# [PROBLEMS AND TASKS]
**1)** From the wine article, output the stretch from "Under Huw Kinch’s" through "individually interesting wines." word for word.
**2)** Which grape varieties does the wine article name?
**3)** Write the next few paragraphs of the wine article, starting after its final sentence.

Photo / Babiche Martens
Photo / Babiche Martens

Here in New Zealand, our wine became directly linked with luxury when Marlborough’s Cloudy Bay came under LVMH’s ownership in 2003. However, when what was to become the country’s first iconic sauvignon blanc was launched in 1985, New Zealand’s wines commanded little international kudos. It was Cloudy Bay founder David Hohnen’s masterful marketing strategy that got this vibrant new style into global glasses.

“David decided not to put New Zealand on the front label, and to make the brand and the variety the stars,” says Cloudy Bay’s Kat Mason. “The 1986 sauvignon blanc appeared at the London Wine Show and created a buzz. Demand skyrocketed, and only a few years later, Cloudy Bay was on five continents, with supply staying behind demand.”

The wine tasted distinctive and exciting, and its scarcity made it even more desirable. Now that New Zealand is recognised as a benchmark producer of sauvignon blanc, Cloudy Bay’s remains a flagship example. Kat attributes this to keeping true to the terroir David identified as ideal for the sauvignon he wanted to make in Marlborough’s Wairau Valley, as well as ongoing precision viticulture and winemaking.

Cloudy Bay’s sauvignon grape yields are often 30 per cent lower than the regional average “for concentration and aromatic intensity”, notes Kat, while only the best and most stylistically suitable of the 90 wines assessed for its blend make it into the final wine. “So in some years, up to 30 per cent of the original production is excluded from the blend,” she says. “Quality is the aim, not quantity.”

When the land grows nothing else like it: Pyramid Valley Lion’s Tooth North Canterbury Chardonnay 2019, $125

Under Huw Kinch’s guidance, this special site produced another seriously exciting chardonnay in 2019. There’s citrus and white fruits, with a savoury and rich dimension suggestive of toasted nut and gingerbread that’s counterpoised by a thrillingly taut acidity and saline minerality. 

Photo / Babiche Martens
Photo / Babiche Martens

At just 0.4ha, the Lion’s Tooth Chardonnay block is a tiny part of Pyramid Valley’s already small vineyard in North Canterbury. Many of the world’s most prized wines come from single vineyards, often considered as offering the purest expression of terroir. But when Mike Weersing discovered this land after years searching for a great place to grow chardonnay and pinot noir, he identified four blocks he felt might make individually interesting wines.

Lion’s Tooth is an exposed, steep, east-facing slope that has more limestone and less clay than its south-easterly sister chardonnay block, Field of Fire. A walk through the vineyard before vintage with Pyramid Valley’s Huw Kinch reveals the Lion’s Tooth chardonnay hanging in ripe golden bunches, while Field of Fire’s grapes are smaller and some way off harvesting.

“They’re only 100m from each other, but they feel like different vineyards,” observes Huw. “Lion’s Tooth is a riper, richer expression of chardonnay with an expansive character from being grown on soil with a high limestone content, while Field of Fire is about line and length.”

Great wines often come from marginal climes, and Huw admits that this cool site has its challenges. In 2018, Pyramid Valley lost around 70 per cent of its crop and made just 390 bottles of the Lion’s Tooth.

# [DATA SUPPLIED]
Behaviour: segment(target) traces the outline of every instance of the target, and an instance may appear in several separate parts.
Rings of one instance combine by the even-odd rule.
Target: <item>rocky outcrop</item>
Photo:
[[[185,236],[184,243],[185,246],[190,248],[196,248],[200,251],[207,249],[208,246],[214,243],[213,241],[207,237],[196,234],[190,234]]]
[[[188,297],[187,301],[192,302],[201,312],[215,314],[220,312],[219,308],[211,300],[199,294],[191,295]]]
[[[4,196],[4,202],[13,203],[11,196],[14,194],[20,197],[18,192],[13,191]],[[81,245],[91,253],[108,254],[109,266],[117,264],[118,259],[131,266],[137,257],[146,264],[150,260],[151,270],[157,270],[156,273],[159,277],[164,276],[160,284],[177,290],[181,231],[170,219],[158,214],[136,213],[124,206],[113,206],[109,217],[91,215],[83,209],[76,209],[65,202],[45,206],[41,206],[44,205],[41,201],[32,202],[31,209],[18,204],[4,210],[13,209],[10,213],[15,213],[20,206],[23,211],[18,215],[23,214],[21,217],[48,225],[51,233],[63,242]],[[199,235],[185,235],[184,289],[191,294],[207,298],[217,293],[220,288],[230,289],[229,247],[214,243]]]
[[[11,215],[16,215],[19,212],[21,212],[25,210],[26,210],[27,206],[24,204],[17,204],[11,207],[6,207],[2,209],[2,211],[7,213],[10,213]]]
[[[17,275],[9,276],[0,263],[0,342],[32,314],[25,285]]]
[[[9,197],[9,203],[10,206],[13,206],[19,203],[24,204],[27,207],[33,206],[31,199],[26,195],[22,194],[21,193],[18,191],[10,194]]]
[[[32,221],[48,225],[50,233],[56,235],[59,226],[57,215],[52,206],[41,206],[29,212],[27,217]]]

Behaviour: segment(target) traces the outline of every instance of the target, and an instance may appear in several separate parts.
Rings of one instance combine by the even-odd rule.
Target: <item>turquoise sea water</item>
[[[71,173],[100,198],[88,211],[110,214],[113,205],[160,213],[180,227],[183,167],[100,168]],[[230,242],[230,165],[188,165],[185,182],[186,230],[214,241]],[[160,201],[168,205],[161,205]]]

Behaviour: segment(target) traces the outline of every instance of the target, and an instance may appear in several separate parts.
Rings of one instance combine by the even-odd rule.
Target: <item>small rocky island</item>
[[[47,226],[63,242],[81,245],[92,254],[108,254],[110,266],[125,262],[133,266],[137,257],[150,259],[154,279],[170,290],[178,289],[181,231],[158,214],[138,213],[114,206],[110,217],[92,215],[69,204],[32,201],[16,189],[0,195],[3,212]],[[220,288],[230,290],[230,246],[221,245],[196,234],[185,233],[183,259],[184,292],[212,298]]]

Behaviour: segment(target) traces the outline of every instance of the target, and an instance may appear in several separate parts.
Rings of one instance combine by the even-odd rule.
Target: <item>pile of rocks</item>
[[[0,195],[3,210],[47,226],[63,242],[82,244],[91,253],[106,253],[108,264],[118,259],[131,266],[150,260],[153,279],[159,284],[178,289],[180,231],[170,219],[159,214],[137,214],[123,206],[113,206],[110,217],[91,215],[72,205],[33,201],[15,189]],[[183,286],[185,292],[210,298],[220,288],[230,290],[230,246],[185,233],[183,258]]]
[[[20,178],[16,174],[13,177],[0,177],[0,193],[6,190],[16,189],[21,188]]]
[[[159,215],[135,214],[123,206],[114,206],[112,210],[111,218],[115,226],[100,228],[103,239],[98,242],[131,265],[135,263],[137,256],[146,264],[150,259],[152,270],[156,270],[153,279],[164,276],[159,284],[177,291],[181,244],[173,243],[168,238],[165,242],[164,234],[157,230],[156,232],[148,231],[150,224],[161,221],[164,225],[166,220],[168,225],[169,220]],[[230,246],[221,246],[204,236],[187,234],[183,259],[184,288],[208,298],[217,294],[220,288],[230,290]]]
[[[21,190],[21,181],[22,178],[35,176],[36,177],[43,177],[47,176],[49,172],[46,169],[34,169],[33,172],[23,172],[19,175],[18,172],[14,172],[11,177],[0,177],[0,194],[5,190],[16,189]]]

# [ANSWERS PROVIDED]
**1)**
Under Huw Kinch’s guidance, this special site produced another seriously exciting chardonnay in 2019. There’s citrus and white fruits, with a savoury and rich dimension suggestive of toasted nut and gingerbread that’s counterpoised by a thrillingly taut acidity and saline minerality. 

Photo / Babiche Martens
Photo / Babiche Martens

At just 0.4ha, the Lion’s Tooth Chardonnay block is a tiny part of Pyramid Valley’s already small vineyard in North Canterbury. Many of the world’s most prized wines come from single vineyards, often considered as offering the purest expression of terroir. But when Mike Weersing discovered this land after years searching for a great place to grow chardonnay and pinot noir, he identified four blocks he felt might make individually interesting wines.

**2)** sauvignon blanc, chardonnay, pinot noir

**3)**
“It’s awful to lose any block that makes amazing wine, but we make a decision on quality not emotion to keep the integrity of the wine,” says Huw. “It’s a long-term business and the challenges are worth it for the opportunities of this great site.”

A standout example of a single-barrel wine: Valli Row 36 Central Otago Pinot Noir 2020 1500ml, $185

A dynamic and classic expression of Gibbston pinot noir structured by bright acid and silky tannins. Fragrant fresh thyme and spice meld with tangy and lifted red cherry that surges over an earthy, leafy and savoury base. Only available in magnum. 

Photo / Babiche Martens
Photo / Babiche Martens

Rarer still are wines made from a single barrel. This is the case of Valli’s Row 36, of which less than 150 bottles are produced per vintage. It came about when Valli’s Grant Taylor was assisted in 2007 with the harvesting of his Gibbston vineyard in Central Otago by New Zealand Sommelier of the Year, Josselin de Gesincourt. While picking row 36, Josselin suggested it should be made separately.

As that wasn’t practical, a compromise was reached whereby Josselin would taste every barrel before blending. If his favourite was the same as Grant’s, it would be bottled separately in magnums and labelled ‘Row 36’. This indeed proved the case, and from that year “the very best single barrel from the vintage” that displayed Gibbston’s most celebrated characters was bottled as Row 36, vintage permitting.

Grant is one of Central Otago’s winemaking pioneers, winning numerous accolades for his wines that includes making the world’s top pinot noir at the International Wine & Spirit Competition. His experience, however, makes him approach barrel selection with caution.

“Generally, I see barrel selection as a negative as it’s often someone’s top barrels, and their removal from the total blend reduces the quality of that winery’s main label,” he observes. Indeed, occasionally Row 36 is not made in years when that barrel’s subtraction would adversely impact his Gibbston Pinot blend.

Neither is scarcity alone a guarantee of quality. Grant recalls the trial 100L cabernet sauvignon he made in his first year at Gibbston Valley Wines in the early 90s: “Quite an important wine in Otago history, I think, as anyone who tasted it knew to plant pinot noir!”

The rarest of wines and challenging to make: Framingham Noble Riesling Marlborough 2021 375ml, $50

Light in alcohol but high in flavour, this exudes opulent flavours of honey, dried apricot, tropical fruits, plus a hint of honeysuckle. Its luscious sweetness is balanced by a bright lemony acidity, making it finish on a fabulously fresh note.

Stockist: Framingham Cellar Door, email elgee@framingham.co.nz, phone (03) 572 8884

At Framingham, pickers make up to 10 separate passes through the vineyard to harvest the grapes for its Noble Riesling. Sourced from vines that are now over four decades old, some of the oldest riesling in Marlborough, the bunches that are hand-selected are those affected by botrytis, also known as noble rot.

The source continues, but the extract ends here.